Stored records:
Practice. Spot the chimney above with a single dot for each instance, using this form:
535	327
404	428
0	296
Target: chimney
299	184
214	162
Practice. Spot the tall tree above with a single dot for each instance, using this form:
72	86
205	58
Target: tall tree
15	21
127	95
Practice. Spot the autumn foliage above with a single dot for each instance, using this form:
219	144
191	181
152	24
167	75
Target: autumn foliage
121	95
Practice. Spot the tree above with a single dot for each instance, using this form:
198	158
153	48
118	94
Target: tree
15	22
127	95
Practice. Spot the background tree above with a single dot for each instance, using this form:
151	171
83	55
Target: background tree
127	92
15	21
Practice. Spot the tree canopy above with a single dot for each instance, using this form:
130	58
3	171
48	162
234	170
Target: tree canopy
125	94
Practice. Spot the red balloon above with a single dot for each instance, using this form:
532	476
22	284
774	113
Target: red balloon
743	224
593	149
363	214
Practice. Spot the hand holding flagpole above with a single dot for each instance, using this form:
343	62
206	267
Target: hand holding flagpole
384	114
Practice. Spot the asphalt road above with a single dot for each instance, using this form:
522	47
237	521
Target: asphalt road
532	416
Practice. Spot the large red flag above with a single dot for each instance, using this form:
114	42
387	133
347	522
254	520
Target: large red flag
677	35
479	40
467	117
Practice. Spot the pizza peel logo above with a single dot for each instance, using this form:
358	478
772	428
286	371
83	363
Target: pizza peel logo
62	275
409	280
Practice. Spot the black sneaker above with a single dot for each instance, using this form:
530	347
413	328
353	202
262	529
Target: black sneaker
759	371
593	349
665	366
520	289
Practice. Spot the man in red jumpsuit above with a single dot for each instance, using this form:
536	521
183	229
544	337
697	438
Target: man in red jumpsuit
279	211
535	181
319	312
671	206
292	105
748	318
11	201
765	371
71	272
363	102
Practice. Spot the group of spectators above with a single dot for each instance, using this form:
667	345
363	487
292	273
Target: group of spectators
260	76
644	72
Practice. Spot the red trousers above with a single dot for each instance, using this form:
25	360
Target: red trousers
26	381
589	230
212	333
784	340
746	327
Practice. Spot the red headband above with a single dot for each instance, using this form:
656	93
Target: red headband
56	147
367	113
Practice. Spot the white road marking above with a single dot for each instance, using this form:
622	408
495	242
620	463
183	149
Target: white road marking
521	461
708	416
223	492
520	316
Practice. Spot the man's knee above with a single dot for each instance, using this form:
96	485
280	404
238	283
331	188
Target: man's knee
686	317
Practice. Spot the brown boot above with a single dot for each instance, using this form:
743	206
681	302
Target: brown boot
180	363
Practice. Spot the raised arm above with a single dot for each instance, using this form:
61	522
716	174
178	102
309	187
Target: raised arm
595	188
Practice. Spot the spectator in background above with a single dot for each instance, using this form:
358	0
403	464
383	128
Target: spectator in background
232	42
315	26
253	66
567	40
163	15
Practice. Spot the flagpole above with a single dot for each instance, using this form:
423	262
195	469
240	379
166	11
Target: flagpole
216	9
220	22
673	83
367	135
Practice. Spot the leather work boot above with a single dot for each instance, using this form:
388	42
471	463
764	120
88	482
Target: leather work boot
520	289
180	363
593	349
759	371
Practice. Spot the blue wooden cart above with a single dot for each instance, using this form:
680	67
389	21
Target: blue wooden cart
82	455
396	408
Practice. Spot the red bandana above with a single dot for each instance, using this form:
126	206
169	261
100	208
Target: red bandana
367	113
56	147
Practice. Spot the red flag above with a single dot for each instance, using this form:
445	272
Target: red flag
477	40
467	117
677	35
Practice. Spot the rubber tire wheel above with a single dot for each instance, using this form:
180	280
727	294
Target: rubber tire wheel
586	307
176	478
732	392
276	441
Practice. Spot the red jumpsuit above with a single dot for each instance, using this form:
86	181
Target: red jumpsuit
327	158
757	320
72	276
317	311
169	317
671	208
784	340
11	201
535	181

**Short problem:**
Extract the entries above verbatim.

**Final result:**
Practice. Spot the chimney above with a single dot for each instance, using this form:
535	327
404	428
0	296
Target: chimney
299	184
214	162
Practice. Spot the tall tree above with a single dot for each instance, using this form:
72	86
205	58
Target: tall tree
15	21
127	95
Practice. Spot the autumn foliage above with a single dot for each instance, using this form:
219	144
191	181
152	24
167	75
Target: autumn foliage
121	95
Practice. Spot the tree above with a single dot for each instance, using this form:
198	158
153	48
118	94
Target: tree
15	22
127	95
Practice. Spot the background tree above with a single dot for each instance, using this form:
151	171
83	55
Target: background tree
127	92
15	21
Practice. Spot the tree canopy above with a single dot for each instance, using this form:
130	58
3	171
48	162
234	170
Target: tree canopy
125	94
Practice. Spot the red balloon above with a single dot for each instance, using this form:
532	476
22	284
774	113
Target: red balloon
743	224
593	149
363	214
Practice. Spot the hand holding flagpole above with a single dot for each instance, using this form:
343	62
206	267
Target: hand holding flagpole
384	114
Practice. Spot the asphalt road above with a single dot for each instance, using this form:
522	47
237	521
Target: asphalt road
532	416
Practice. Spot the large red flag above with a single dot for each instance, using this form:
114	42
387	133
347	522
254	520
Target: large red flag
677	35
479	40
467	117
Practice. Spot the pizza peel logo above with a single dot for each instance, using this form:
358	478
772	428
286	371
83	363
Target: pizza peel logo
62	275
409	280
Practice. Spot the black sneaker above with a single dot for each instance, using this form:
530	347
413	328
353	202
262	529
Target: black sneaker
759	371
593	349
665	366
520	289
Practice. Spot the man in red jumpsuit above with a single dot for each instance, using this form:
536	521
183	229
544	337
697	438
Target: man in red jumpsuit
279	211
535	181
319	312
671	206
292	105
748	318
11	201
765	371
71	272
363	102
Practice. Spot the group of spectators above with a single dot for each instance, using this form:
667	345
363	487
292	273
Target: group of spectators
260	76
644	72
Practice. Spot the red trousers above with a single dot for each instance, using this form:
25	360
Target: red trousers
26	381
589	230
212	333
784	340
746	327
Practice. Spot the red headband above with a single dot for each instance, using this form:
656	93
Target: red headband
56	147
367	113
Practice. Spot the white road marking above with a single dot for each instance, using this form:
622	408
495	242
620	463
183	149
Target: white road marking
521	461
708	416
223	492
520	316
Practice. Spot the man's knee above with a single dot for each instance, using this form:
96	485
280	404
238	283
331	188
Target: man's knee
686	317
Practice. Spot the brown boot above with a single dot for each instance, using this form:
743	206
681	302
Target: brown boot
180	363
Practice. Spot the raised arm above with a single dot for each instance, using this form:
61	522
716	174
178	102
309	187
Target: raised arm
595	188
Practice. Spot the spectator in background above with a single dot for each instance, using this form:
358	0
403	464
383	128
Target: spectator in background
232	42
315	26
253	66
567	40
163	15
Practice. Spot the flagpole above with a single dot for each instance, using this form:
423	262
195	469
240	379
166	11
Target: flagpole
216	9
220	22
673	83
367	135
Practice. Spot the leather work boot above with a single dot for each instance, using this form:
388	42
471	463
764	120
88	482
Target: leather work boot
520	289
180	363
593	349
759	371
Practice. Spot the blue wooden cart above with a single dot for each instance, using this form:
680	67
389	21
Target: blue wooden cart
82	455
396	408
Practice. Spot the red bandana above with a single dot for each instance, using this form:
126	206
169	261
100	208
Target: red bandana
367	113
56	147
Practice. Spot the red flag above with a single dot for each instance, using this form:
445	272
Target: red flag
477	40
467	117
677	35
Practice. Spot the rubber tire wheel above with a single dot for each instance, using this form:
180	280
727	294
Target: rubber tire wheel
586	307
176	478
732	392
276	441
Practice. Spot the red jumpsuit above with a single dot for each instance, using this form:
86	181
Target: red jumpsuit
327	158
757	320
72	276
317	311
169	317
671	208
784	340
11	201
535	181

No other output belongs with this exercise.